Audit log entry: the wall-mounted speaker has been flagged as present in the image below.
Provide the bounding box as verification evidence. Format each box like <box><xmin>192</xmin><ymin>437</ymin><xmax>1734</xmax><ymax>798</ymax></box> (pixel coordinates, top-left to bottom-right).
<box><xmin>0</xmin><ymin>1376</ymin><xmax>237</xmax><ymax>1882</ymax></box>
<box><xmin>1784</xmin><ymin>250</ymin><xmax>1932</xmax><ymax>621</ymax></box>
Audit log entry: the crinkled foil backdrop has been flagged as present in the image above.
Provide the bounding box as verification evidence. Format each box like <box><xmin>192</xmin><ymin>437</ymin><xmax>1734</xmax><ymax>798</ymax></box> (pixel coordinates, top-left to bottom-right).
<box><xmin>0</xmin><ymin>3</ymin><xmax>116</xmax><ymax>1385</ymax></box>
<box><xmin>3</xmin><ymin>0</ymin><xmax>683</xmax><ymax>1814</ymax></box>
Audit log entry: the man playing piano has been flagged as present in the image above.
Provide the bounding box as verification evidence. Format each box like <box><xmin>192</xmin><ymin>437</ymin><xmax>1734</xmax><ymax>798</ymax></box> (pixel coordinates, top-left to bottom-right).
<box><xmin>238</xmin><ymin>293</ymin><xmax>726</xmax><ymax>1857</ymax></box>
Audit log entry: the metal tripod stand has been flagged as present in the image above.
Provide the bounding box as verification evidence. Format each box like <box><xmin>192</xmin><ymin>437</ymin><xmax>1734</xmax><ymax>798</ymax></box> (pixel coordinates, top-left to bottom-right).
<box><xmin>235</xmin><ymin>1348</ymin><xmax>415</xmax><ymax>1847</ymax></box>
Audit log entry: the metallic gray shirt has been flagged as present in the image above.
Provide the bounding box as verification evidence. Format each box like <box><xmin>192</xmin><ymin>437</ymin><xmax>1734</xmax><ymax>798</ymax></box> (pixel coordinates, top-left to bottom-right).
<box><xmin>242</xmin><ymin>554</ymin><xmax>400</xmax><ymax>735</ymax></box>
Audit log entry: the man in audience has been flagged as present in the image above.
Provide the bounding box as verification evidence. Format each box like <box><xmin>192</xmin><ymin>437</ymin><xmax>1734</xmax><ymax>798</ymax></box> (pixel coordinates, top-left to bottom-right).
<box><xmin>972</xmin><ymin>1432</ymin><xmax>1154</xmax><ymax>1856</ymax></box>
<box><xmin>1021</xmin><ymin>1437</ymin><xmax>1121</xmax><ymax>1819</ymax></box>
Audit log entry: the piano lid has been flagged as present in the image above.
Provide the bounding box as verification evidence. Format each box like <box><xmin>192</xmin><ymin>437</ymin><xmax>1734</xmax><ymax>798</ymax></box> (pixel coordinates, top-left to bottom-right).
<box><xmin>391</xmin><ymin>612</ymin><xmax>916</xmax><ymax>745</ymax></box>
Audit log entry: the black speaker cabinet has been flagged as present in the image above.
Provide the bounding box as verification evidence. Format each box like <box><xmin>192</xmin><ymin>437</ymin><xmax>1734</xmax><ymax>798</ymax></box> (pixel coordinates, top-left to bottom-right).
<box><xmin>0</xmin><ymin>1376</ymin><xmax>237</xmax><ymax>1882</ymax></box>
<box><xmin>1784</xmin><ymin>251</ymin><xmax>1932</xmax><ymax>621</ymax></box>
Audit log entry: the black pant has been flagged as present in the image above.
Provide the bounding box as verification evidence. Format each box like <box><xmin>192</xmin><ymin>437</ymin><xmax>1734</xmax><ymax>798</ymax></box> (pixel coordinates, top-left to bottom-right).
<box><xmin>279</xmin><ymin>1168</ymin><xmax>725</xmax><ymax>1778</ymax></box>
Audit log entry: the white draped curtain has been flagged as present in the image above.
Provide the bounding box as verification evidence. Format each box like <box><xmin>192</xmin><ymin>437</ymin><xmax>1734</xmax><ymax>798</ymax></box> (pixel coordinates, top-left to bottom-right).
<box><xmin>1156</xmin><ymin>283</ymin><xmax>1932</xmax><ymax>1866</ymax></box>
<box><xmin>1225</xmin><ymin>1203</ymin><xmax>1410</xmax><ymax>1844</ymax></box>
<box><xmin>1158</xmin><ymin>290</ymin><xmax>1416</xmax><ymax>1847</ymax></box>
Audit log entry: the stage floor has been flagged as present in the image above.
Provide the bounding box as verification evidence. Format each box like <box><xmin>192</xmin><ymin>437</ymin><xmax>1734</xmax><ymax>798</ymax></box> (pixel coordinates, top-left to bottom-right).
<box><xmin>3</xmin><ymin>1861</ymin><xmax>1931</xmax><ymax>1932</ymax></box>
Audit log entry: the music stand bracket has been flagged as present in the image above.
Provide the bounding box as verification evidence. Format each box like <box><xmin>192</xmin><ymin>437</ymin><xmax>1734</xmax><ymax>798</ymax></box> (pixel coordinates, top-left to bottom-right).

────────────────────

▸ **WHAT THIS TASK INVOLVES**
Your reply should be one number: how many lines in this listing contain the string "piano".

▸ **ANSWER TO THIS TASK**
2